▶ _What is needed_
Rewrite the rows below, replacing each "marker" with "dot" and leaving everything else unchanged.
··· Provided entries
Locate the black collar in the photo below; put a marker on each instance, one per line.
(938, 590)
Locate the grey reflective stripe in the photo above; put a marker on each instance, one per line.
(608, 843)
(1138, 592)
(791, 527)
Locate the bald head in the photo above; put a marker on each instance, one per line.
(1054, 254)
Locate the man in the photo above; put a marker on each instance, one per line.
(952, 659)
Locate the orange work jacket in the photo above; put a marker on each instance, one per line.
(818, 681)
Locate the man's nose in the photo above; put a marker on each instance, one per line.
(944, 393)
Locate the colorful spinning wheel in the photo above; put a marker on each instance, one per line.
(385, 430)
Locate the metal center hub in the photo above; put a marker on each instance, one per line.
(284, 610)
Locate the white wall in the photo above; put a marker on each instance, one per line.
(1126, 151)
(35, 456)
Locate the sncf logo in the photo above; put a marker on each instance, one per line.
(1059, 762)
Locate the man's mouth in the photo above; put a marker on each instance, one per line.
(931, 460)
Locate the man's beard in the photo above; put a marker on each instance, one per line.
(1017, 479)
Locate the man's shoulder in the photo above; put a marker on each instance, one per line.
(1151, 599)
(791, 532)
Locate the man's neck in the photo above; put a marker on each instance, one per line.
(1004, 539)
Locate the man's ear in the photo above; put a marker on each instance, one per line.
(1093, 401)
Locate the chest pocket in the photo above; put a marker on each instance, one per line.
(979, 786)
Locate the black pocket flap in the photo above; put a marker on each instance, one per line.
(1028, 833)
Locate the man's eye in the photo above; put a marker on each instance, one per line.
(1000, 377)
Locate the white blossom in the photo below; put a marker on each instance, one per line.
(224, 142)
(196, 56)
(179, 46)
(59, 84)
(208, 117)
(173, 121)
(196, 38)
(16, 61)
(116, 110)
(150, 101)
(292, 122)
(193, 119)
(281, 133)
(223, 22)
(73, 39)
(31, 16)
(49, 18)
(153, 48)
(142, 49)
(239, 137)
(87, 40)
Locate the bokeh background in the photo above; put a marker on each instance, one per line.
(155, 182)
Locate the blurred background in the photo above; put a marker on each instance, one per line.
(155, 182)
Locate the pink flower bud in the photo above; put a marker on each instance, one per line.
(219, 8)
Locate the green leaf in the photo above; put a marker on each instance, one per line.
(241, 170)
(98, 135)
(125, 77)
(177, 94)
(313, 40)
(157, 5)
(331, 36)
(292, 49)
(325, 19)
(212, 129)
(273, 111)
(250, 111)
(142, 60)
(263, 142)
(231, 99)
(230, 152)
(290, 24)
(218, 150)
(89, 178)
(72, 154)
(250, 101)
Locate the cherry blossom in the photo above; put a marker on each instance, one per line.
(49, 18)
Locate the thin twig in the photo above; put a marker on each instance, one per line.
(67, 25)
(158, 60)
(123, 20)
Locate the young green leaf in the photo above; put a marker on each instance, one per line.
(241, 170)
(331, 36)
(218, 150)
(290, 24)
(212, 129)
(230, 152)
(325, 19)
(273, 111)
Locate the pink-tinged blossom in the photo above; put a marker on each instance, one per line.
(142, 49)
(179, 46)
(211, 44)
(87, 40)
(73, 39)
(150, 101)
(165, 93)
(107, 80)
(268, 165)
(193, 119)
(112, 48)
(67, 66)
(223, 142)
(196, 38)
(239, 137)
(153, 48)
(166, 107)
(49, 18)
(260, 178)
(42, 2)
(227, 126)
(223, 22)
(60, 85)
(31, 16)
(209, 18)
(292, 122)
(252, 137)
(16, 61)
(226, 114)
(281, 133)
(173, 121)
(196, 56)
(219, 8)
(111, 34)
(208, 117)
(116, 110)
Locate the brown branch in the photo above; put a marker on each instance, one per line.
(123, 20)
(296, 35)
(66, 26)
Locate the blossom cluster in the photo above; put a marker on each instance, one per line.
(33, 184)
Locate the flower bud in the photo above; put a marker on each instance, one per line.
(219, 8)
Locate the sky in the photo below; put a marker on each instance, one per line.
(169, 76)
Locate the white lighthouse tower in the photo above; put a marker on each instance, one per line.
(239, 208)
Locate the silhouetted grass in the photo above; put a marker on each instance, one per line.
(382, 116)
······
▶ _Response for this exercise_
Locate the black collar in the photo below; put a dot on each instance, one per line.
(938, 590)
Locate the grey reflective stripe in the photo above; put a dot on each instance, one per line.
(608, 843)
(1138, 592)
(791, 527)
Locate the bald head in the photo above; put a dot on each instance, one per line.
(1054, 254)
Locate the man in the photo above; put a dot on each instance, one per line.
(952, 659)
Locate the orange work jacket in the photo above; put a dot on each instance, one per line.
(818, 681)
Locate the man's nose in the photo above; put a dot on each instance, one per line.
(944, 393)
Locate the colorful spinning wheel in the photo above; put a dot on each instance, one per line.
(385, 430)
Locate the metal center hub in the photo above; put a dot on each instance, one per line.
(284, 610)
Locate the white wall in the photo above; put a dot on each instance, one per line.
(1126, 151)
(35, 456)
Locate the sncf logo in the photo above; put a dot on each instance, one per line.
(1059, 762)
Locate the man's mouth in the photo above; put a dot on each instance, one per line.
(931, 460)
Locate the man's beard in the photo above; put a dot on each instance, one per line.
(1017, 479)
Locate the man's shoulder in the photo above; put a dot on each instance, one per line.
(1151, 599)
(791, 532)
Locate the man's neck in the photo above; put a dot on each instance, one per line.
(1004, 539)
Locate the man's ear in the photo above; put a dot on each instance, one per line.
(1093, 401)
Locate the chest pocket in the photo above; put a dot on each instance, one per line.
(979, 786)
Locate the black pocket flap in the photo above; put a dot on each instance, one per line.
(1028, 833)
Locate the man's eye in the photo above; put a dot on each instance, one per line.
(1000, 377)
Locate the white blossom in the photo below; put a dot on each instance, one per line.
(224, 142)
(196, 56)
(179, 46)
(59, 84)
(208, 117)
(173, 121)
(196, 38)
(16, 61)
(116, 110)
(150, 101)
(292, 122)
(193, 119)
(281, 133)
(223, 22)
(73, 39)
(31, 16)
(49, 18)
(153, 48)
(142, 49)
(239, 137)
(87, 40)
Locate the bokeh background in the photo above; put a dot on each instance, one per line.
(155, 182)
Locate the blurred background in the photo above; put a dot on each instance, one per line.
(155, 182)
Locate the pink flower bud in the photo above; put a dot on each instance, one per line.
(219, 8)
Locate the green leaf in the photo above; put a dot on each instance, one per line.
(241, 170)
(98, 135)
(125, 77)
(177, 94)
(313, 40)
(157, 5)
(331, 36)
(292, 49)
(325, 19)
(212, 129)
(273, 111)
(250, 111)
(142, 60)
(263, 142)
(231, 99)
(230, 152)
(290, 24)
(218, 150)
(89, 178)
(72, 154)
(250, 101)
Locate the cherry blossom in the photo above; put a dot on each instance, one per line.
(49, 18)
Locate the thin twig in the photo above; put a dot on each instance, one per line.
(67, 25)
(158, 60)
(123, 20)
Locate the young green leaf in the photo above; put a dot on each instance, one per line.
(241, 170)
(331, 36)
(218, 150)
(290, 24)
(212, 129)
(230, 152)
(325, 19)
(273, 111)
Locate the pink-tinged blossom in the photo above; put a dot on each instance, one per line.
(142, 49)
(179, 46)
(211, 44)
(87, 40)
(73, 39)
(150, 101)
(165, 93)
(107, 80)
(268, 165)
(193, 119)
(112, 48)
(67, 66)
(223, 142)
(196, 38)
(239, 137)
(153, 48)
(166, 107)
(49, 18)
(260, 178)
(42, 2)
(227, 126)
(223, 22)
(60, 85)
(31, 16)
(209, 18)
(292, 122)
(252, 137)
(16, 61)
(226, 114)
(281, 133)
(173, 121)
(196, 56)
(219, 8)
(111, 34)
(208, 117)
(116, 110)
Locate the brown branch in the photo above; put a dot on each instance, one per line.
(123, 20)
(296, 35)
(66, 26)
Locate the blossom cluster in the photo above; put a dot on each instance, one per line.
(33, 184)
Locate the flower bud in the photo above; put a dot on each instance, one per line.
(219, 8)
Locate the sky in the photo below; put a dot on each instance, one per line.
(169, 76)
Locate the white lighthouse tower in the photo above; put a dot on each instance, one per line.
(239, 208)
Locate the silhouetted grass in the photo above; put a dot on each instance, one per line.
(382, 116)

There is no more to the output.